— begin —
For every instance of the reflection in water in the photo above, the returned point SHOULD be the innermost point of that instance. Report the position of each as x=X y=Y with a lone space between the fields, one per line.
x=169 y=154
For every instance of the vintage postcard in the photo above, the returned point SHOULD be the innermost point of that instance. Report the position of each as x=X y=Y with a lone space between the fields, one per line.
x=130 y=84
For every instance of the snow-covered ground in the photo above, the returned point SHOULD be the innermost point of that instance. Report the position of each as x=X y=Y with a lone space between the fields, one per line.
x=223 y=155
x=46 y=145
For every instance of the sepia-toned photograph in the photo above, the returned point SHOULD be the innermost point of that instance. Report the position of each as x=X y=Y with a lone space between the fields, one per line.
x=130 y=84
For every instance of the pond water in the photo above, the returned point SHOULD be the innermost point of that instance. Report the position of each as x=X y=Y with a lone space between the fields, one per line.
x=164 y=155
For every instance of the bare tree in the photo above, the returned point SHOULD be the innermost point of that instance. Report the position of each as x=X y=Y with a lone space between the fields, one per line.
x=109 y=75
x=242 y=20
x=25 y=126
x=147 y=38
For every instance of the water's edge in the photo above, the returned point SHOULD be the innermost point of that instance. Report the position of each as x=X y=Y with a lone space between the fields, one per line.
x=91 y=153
— end —
Do this: Can you rewrite the items, starting with the line containing "For every instance of the water's" and running through the last item, as a two-column CSV with the headers text and answer, one row per item, each value in a single quoted field with line breaks turned into spaces?

Exercise output:
text,answer
"For every instance of the water's edge in the photo above, the returned point SHOULD be the innermost point of that instance. Report the position of each as x=X y=Y with a lone space between the fields, one per line.","x=91 y=153"